## READING TEXT
○ ○ ○ ○ ○

Skip to main content

Intro

promptfoo is a CLI and library for evaluating LLM output quality.

With promptfoo, you can:

  • Systematically test prompts, models, and RAGs with predefined test cases
  • Evaluate quality and catch regressions by comparing LLM outputs side-by-side
  • Speed up evaluations with caching and concurrent tests
  • Score outputs automatically by defining expectations
  • Use as a CLI, or integrate into your workflow as a library
  • Use OpenAI, Anthropic, Azure, Google, HuggingFace, open-source models like Llama, or integrate custom API providers for any LLM API

The goal: test-driven LLM development, not trial-and-error.

promptfoo produces matrix views that let you quickly evaluate outputs across many prompts.

Here's an example of a side-by-side comparison of multiple prompts and inputs:

Side-by-side evaluation of LLM prompt quality

It works on the command line too.

LLM prompt quality evaluation with PASS/FAIL expectations

Why choose promptfoo?

○ ○ ○ ○ ○

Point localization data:

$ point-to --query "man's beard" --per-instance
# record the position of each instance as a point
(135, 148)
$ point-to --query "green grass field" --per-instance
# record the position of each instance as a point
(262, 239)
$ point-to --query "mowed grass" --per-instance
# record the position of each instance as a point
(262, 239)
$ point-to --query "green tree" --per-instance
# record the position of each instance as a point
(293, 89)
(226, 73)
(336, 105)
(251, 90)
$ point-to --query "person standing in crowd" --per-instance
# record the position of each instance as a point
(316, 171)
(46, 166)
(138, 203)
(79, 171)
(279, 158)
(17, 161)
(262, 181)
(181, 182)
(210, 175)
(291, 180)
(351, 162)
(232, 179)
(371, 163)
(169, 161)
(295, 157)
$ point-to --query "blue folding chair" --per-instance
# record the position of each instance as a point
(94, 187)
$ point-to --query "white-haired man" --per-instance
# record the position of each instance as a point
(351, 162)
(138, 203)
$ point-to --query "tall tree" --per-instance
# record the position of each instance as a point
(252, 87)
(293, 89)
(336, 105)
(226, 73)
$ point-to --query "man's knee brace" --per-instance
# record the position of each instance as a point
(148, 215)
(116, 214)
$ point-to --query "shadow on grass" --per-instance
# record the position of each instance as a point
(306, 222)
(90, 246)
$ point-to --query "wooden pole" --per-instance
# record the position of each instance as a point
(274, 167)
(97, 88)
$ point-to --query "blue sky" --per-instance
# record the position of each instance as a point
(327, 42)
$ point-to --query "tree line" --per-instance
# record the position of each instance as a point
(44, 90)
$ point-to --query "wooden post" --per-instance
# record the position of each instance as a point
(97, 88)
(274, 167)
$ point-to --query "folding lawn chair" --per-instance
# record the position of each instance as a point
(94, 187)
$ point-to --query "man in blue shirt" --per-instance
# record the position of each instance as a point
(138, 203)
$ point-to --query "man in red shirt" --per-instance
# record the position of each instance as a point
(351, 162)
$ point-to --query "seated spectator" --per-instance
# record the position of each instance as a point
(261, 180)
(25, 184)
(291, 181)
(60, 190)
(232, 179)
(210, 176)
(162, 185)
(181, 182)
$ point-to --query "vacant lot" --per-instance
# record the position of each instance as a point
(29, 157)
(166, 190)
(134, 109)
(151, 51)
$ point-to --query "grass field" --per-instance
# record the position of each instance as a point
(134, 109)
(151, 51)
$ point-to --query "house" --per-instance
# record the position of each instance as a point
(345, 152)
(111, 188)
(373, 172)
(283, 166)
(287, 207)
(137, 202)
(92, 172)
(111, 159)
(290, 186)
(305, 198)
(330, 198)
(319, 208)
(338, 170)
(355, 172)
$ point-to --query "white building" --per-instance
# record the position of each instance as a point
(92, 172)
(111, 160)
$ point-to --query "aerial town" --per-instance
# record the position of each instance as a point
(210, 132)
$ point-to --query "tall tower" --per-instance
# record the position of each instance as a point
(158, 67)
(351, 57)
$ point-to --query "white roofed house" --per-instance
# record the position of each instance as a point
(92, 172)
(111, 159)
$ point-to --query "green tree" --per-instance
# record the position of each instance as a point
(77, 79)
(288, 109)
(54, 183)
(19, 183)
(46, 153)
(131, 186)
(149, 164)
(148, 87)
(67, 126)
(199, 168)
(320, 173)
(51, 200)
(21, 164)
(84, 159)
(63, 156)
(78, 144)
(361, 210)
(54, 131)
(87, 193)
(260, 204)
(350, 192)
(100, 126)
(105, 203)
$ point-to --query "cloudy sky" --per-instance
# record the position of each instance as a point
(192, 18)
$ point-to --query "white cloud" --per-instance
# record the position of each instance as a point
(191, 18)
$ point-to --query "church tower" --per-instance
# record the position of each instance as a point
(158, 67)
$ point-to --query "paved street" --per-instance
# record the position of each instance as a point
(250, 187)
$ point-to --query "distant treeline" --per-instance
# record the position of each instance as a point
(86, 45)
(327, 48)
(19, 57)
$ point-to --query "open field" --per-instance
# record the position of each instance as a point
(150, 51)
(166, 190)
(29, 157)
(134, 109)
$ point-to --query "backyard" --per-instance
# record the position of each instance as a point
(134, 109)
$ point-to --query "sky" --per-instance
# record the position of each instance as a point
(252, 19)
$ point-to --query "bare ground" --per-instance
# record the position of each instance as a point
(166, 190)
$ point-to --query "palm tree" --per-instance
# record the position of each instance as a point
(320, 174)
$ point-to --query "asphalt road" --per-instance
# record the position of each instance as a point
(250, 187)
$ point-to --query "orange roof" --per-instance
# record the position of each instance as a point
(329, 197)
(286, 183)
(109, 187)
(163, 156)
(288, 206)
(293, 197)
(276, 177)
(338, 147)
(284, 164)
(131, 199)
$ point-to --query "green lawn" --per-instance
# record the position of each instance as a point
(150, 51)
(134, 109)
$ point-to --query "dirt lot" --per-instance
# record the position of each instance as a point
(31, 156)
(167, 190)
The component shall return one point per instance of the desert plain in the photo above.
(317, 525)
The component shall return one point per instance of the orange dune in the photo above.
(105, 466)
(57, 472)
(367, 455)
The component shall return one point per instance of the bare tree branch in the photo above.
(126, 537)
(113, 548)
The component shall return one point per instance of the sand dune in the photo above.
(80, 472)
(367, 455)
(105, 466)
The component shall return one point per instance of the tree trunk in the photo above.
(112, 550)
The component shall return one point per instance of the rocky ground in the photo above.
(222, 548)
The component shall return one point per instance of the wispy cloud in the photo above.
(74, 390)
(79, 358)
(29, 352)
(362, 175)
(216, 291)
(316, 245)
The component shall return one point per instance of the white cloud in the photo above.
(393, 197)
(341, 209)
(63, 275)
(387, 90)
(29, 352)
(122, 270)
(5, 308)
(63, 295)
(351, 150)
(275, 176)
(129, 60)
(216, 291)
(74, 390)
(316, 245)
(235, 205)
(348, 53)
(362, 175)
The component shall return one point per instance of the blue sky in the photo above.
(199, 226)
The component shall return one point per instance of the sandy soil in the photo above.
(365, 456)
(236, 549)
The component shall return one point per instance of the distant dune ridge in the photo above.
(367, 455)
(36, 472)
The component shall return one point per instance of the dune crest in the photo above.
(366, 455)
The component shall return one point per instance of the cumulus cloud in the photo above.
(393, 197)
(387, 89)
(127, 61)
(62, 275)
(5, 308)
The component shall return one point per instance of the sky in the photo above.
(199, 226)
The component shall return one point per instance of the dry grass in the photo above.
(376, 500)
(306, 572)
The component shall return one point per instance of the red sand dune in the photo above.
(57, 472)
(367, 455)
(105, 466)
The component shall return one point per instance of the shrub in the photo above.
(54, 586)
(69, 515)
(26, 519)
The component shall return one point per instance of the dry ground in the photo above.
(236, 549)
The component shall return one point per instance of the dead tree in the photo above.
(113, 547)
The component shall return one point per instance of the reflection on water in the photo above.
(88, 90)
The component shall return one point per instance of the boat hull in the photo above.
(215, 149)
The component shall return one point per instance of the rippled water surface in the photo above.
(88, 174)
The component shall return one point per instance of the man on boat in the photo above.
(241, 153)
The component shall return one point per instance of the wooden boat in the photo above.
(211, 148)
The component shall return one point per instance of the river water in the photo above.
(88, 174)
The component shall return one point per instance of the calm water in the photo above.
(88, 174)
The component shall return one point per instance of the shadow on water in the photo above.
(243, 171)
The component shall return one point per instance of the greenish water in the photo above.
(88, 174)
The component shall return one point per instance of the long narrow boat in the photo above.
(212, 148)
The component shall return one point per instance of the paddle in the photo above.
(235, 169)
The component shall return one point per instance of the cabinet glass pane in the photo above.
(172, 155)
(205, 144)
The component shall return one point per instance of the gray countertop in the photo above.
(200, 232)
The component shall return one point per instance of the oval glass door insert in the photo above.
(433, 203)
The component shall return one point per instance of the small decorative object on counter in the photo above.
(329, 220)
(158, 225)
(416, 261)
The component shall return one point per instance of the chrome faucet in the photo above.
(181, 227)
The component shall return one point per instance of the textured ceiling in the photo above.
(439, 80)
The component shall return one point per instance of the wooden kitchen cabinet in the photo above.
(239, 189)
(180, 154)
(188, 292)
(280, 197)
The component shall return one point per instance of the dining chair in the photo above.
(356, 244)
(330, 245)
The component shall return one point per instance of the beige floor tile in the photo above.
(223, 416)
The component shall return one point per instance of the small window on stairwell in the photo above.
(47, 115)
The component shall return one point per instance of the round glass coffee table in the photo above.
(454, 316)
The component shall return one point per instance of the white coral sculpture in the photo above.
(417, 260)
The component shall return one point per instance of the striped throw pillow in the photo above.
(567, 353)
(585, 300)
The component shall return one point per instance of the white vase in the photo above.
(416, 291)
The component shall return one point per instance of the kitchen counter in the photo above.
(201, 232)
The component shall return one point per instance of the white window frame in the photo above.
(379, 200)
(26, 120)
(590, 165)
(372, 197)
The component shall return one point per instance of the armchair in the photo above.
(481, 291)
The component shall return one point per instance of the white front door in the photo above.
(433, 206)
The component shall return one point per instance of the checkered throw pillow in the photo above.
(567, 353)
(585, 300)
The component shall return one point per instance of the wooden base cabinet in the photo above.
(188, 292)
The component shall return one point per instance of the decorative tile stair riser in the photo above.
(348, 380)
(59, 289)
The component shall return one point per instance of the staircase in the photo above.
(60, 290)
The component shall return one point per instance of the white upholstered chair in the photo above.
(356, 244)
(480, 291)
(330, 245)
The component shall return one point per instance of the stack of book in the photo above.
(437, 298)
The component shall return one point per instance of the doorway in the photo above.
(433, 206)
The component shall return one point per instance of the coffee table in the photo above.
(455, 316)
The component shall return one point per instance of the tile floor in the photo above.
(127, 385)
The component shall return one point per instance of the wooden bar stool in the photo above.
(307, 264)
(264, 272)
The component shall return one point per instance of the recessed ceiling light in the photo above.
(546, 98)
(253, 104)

○ ○ ○ ○ ○

## HOW TO COMPLETE THIS TASK
Carry on the promptfoo introduction, picking up right after its final line, "Why choose promptfoo?". The point localization listing is separate material and unrelated to the promptfoo introduction.

## RESPONSE BELOW
There are many different ways to evaluate prompts. Here are some reasons to consider promptfoo:

  • Battle-tested: promptfoo was built to eval & improve LLM apps serving over 10 million users in production. Our tooling is flexible and can be adapted to many setups.
  • Simple, declarative test cases: Define your evals without writing code or working with heavy notebooks.
  • Language agnostic: Use Python, Javascript, or whatever else you're working in.
  • Share & collaborate: Built-in share functionality & web viewer for working with teammates.
  • Open-source: LLM evals are a commodity and should be served by 100% open-source projects with no strings attached.
  • Privacy: This software runs completely locally. Your evals run on your machine and talk directly with the LLM.

Workflow and philosophy

Test-driven prompt engineering is much more effective than trial-and-error.

Serious LLM development requires a systematic approach to prompt engineering. Promptfoo streamlines the process of evaluating and improving language model performance.

  1. Define test cases: Identify core use cases and failure modes. Prepare a set of prompts and test cases that represent these scenarios.
  2. Configure evaluation: Set up your evaluation by specifying prompts, test cases, and API providers.
  3. Run evaluation: Use the command-line tool or library to execute the evaluation and record model outputs for each prompt.
  4. Analyze results: Set up automatic requirements, or review results in a structured format/web UI. Use these results to select the best model and prompt for your use case.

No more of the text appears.